-- begin --
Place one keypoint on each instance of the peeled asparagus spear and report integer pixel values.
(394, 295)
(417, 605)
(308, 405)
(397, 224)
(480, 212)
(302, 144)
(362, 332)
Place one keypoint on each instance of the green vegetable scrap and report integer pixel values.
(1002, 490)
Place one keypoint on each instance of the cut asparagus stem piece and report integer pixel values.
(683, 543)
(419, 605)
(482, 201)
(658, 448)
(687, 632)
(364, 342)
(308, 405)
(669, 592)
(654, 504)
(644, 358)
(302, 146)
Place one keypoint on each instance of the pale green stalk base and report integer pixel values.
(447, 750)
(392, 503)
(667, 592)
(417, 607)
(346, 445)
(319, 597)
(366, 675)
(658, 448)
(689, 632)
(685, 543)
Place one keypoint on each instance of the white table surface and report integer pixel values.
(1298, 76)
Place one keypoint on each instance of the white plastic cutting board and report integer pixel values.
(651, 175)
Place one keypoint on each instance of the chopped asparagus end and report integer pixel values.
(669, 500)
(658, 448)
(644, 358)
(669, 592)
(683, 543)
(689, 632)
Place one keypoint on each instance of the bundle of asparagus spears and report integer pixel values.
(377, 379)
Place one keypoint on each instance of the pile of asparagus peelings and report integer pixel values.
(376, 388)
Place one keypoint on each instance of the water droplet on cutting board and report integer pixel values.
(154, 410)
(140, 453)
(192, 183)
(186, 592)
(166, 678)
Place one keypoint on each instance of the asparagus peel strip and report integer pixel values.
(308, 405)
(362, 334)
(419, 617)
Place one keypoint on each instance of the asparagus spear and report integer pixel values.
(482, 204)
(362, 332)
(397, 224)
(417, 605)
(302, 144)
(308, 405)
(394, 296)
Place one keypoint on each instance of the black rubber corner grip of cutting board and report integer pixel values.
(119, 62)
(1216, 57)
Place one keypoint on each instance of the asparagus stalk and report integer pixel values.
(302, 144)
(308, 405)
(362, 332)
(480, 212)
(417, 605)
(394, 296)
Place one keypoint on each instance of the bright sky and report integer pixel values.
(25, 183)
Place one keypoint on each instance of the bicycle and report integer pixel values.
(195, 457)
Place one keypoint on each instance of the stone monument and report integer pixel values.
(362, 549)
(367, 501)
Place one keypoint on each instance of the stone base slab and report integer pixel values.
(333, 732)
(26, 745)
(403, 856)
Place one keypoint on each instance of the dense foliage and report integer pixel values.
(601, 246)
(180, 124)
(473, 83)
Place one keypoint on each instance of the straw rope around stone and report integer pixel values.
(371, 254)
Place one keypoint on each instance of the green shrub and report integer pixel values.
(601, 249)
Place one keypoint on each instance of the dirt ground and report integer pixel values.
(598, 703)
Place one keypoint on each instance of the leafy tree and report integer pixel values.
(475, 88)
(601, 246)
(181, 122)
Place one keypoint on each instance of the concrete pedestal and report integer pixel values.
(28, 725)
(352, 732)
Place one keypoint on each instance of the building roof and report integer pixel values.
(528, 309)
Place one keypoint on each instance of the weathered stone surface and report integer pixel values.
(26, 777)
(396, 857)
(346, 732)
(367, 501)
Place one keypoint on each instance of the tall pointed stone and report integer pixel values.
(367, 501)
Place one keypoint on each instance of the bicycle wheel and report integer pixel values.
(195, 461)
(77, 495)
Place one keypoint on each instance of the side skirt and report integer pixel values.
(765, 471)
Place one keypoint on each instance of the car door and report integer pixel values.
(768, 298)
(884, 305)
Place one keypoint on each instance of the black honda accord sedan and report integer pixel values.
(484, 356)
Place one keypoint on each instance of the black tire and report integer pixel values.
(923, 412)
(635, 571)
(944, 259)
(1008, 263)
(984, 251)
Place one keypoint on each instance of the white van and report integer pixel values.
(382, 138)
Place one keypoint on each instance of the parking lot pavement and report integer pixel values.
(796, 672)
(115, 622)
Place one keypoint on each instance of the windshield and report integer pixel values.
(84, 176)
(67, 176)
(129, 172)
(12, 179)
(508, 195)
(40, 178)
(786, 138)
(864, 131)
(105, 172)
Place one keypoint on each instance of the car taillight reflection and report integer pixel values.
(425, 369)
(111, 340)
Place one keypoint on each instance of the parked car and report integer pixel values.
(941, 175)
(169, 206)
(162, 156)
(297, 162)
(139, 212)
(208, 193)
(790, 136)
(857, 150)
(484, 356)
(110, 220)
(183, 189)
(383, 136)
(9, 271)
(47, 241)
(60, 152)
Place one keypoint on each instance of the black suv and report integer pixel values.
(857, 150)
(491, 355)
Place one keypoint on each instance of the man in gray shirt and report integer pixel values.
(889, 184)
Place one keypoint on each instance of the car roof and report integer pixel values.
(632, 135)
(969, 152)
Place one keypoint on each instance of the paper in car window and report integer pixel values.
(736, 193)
-- end --
-- begin --
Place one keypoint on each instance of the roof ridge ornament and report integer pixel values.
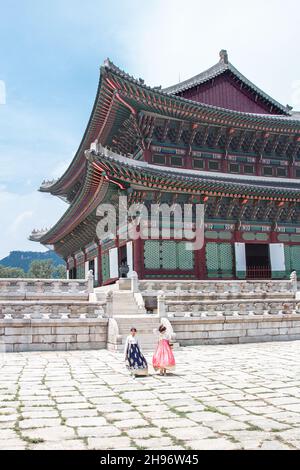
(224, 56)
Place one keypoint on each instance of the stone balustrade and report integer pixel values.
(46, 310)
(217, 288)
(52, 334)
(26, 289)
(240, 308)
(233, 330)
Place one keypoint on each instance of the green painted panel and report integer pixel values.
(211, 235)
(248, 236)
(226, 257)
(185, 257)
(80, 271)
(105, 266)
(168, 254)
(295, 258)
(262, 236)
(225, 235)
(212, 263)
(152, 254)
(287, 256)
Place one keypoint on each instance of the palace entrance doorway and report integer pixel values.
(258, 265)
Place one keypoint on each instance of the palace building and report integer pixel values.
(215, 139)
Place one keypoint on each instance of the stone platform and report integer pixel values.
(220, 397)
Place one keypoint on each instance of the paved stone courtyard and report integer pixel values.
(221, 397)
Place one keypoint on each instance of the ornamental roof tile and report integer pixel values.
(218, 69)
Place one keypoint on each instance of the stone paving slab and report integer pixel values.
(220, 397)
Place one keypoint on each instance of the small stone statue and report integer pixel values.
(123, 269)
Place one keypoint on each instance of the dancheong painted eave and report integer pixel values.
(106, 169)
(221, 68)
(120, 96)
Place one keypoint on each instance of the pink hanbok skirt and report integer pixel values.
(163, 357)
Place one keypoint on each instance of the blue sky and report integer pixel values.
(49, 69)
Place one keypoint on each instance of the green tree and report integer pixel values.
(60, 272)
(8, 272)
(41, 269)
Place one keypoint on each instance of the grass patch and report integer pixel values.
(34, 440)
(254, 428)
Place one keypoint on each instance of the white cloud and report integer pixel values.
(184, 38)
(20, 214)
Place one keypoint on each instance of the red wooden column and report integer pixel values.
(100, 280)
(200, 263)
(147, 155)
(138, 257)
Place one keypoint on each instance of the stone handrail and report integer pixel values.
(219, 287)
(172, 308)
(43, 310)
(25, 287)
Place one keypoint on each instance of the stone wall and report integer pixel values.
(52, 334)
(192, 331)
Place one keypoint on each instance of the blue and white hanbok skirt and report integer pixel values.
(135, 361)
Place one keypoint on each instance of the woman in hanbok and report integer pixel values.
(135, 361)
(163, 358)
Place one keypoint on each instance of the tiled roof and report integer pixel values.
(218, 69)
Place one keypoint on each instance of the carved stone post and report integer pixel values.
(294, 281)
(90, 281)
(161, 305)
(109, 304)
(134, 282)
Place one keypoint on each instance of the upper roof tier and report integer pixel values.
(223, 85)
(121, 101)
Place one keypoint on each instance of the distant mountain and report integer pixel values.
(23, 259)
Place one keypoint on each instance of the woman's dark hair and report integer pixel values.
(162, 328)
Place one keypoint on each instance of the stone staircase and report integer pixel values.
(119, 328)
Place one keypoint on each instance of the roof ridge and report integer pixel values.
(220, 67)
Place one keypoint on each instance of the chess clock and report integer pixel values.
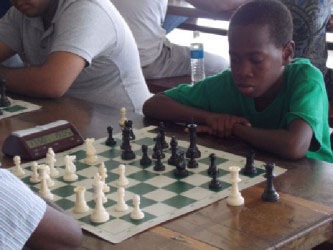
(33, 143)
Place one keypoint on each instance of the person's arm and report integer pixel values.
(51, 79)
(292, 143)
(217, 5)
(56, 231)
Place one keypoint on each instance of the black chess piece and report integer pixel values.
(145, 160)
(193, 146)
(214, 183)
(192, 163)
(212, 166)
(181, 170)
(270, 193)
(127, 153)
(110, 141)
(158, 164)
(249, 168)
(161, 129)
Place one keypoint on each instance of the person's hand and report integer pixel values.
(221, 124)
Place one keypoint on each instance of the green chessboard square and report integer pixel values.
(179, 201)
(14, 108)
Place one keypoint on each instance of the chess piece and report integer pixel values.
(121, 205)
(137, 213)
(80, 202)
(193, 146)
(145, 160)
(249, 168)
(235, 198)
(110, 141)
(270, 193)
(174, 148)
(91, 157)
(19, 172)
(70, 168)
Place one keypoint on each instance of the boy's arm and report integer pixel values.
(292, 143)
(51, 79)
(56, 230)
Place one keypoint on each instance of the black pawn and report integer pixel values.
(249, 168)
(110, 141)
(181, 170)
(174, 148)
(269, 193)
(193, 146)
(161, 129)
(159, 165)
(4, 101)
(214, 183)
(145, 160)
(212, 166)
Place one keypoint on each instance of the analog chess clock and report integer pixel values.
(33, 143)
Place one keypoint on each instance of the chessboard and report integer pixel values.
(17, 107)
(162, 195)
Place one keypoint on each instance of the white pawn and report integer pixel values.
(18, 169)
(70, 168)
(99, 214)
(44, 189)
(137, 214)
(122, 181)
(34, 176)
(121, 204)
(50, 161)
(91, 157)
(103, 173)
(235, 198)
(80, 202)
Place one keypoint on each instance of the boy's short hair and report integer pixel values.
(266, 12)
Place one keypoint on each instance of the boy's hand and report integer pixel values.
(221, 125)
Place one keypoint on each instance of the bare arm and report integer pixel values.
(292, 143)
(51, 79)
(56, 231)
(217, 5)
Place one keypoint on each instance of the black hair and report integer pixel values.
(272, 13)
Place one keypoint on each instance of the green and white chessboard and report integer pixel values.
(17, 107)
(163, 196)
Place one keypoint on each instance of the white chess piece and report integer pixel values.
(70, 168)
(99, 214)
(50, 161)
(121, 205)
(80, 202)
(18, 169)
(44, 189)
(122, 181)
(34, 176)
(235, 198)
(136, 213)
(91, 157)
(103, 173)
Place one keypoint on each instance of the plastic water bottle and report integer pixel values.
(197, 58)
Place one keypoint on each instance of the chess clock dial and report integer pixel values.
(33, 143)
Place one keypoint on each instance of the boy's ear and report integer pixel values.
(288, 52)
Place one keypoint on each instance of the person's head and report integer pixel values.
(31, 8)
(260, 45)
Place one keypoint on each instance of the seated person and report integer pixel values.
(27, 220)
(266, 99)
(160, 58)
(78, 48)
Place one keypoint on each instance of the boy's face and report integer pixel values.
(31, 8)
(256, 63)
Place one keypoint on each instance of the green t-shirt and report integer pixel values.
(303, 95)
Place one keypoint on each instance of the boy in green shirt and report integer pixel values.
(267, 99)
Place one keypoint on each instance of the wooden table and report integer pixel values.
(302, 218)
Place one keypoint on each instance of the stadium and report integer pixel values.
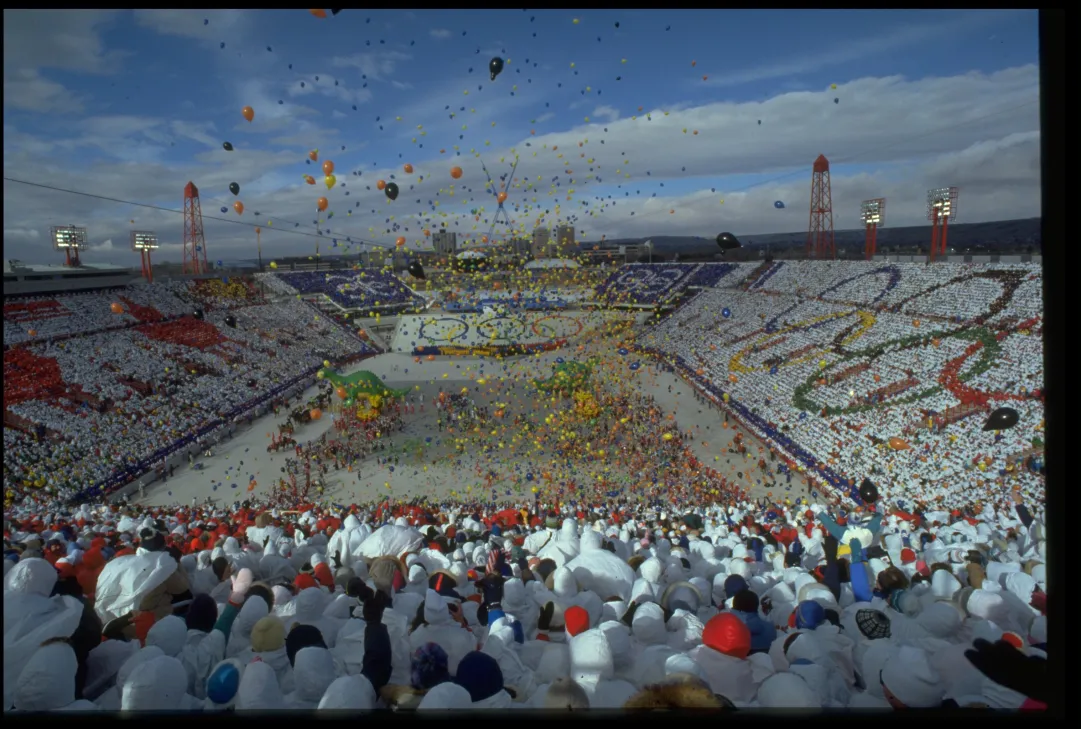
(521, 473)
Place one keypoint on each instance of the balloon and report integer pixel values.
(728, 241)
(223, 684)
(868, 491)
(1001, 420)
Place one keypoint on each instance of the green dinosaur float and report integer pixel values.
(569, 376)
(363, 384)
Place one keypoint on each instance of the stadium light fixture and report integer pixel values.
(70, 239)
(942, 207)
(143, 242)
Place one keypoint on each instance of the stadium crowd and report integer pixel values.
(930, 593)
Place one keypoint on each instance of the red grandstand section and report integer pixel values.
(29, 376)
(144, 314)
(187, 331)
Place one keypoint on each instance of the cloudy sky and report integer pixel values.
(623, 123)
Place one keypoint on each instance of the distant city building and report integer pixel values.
-- end --
→ Aim
Copy the records verbatim, starting at the line that contains "Place one keypoint on each instance of the green dinosaur" and ending at the line that contains "Place one keypoint on each instance of the distant city", with both of those lines included.

→ Full response
Place one keypoint on each instance of the green dinosaur float and report integer pixel values.
(569, 376)
(363, 384)
Place one keypoint on each instance of the stadium light fixture and report integer pixel values.
(70, 239)
(942, 207)
(143, 242)
Place one keypoint on each instance of the stadium crowd and report integer pixel values.
(930, 593)
Place one keypoint on each instance of the red grandstand section and report integer pixel values.
(29, 376)
(144, 314)
(187, 331)
Place one keypoint on each instance of the cloudy sky and report integer pixel values.
(623, 123)
Place one keypoint on each instance of the distant city building and report integer pixel values.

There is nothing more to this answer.